■ Task instructions: Output the full listing below exactly.

■ Exercise data:
────────────────

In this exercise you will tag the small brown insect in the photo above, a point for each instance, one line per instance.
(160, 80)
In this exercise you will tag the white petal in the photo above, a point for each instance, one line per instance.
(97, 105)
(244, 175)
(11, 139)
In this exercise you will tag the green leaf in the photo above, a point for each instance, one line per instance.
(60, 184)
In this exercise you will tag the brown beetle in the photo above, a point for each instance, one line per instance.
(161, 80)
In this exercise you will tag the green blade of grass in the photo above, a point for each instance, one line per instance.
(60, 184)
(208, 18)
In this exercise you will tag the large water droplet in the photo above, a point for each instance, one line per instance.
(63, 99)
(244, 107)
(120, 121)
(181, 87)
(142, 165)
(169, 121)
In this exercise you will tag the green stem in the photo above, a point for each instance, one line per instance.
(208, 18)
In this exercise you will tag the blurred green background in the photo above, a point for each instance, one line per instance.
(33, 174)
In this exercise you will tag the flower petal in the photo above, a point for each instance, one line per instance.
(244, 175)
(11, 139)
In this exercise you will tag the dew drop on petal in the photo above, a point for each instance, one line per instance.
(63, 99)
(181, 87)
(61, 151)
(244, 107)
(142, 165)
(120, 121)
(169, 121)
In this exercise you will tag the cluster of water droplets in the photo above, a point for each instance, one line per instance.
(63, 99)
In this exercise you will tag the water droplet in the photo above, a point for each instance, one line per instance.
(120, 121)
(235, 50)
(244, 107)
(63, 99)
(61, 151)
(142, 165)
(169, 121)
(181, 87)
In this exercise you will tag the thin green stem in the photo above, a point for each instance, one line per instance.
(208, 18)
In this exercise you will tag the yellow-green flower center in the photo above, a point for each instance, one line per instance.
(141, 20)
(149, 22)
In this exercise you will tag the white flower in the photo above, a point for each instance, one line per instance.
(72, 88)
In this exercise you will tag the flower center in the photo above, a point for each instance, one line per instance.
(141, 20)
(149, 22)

────────────────

■ Finished exercise:
In this exercise you will tag the small brown insect in the photo above, a point for each instance, one line per instance.
(160, 80)
In this exercise you will tag the white petal in the photo above, a point for each instance, one line per instance.
(97, 105)
(244, 175)
(11, 139)
In this exercise you will tag the green leaf in the photo above, a point for each instance, one line per instance.
(60, 184)
In this exercise you will tag the brown beetle in the photo above, a point for each instance, one line per instance.
(161, 80)
In this exercise you will tag the green blade of grass in the photo above, a point for each instance, one line per instance.
(60, 184)
(208, 18)
In this exercise you will tag the large water droplet in the photo above, a point for each instance, one line per instance.
(63, 99)
(244, 107)
(120, 121)
(181, 87)
(142, 165)
(169, 121)
In this exercise you will tag the green stem in the photo above, a point for each instance, one line per instance.
(208, 18)
In this exercise you will tag the blurred green background in the photo above, a point for each instance, one line per instance.
(33, 174)
In this exercise you will tag the flower petal in the photo above, a point for each instance, one line per instance.
(244, 175)
(11, 139)
In this exercise you will tag the dew drop on petal in the photo above, a point for each instance, one line per instance.
(63, 99)
(181, 87)
(61, 151)
(244, 107)
(142, 165)
(120, 121)
(169, 121)
In this exercise you will tag the cluster of water droplets in the photo above, a point for each instance, one line per instance.
(63, 99)
In this exercise you will tag the water droplet in the photo above, a point for each instance, one line per instance.
(120, 121)
(235, 50)
(244, 107)
(63, 99)
(61, 151)
(142, 165)
(169, 121)
(181, 87)
In this exercise you will tag the thin green stem in the photo above, a point for each instance, one line per instance.
(208, 18)
In this exercise you will tag the yellow-green flower center in the photo above, a point for each instance, one line per instance.
(141, 20)
(149, 22)
In this exercise you will tag the white flower in the photo above, a point for each instance, one line per instance.
(72, 88)
In this exercise you will tag the flower center in the photo above, a point for each instance, one line per instance.
(141, 20)
(149, 22)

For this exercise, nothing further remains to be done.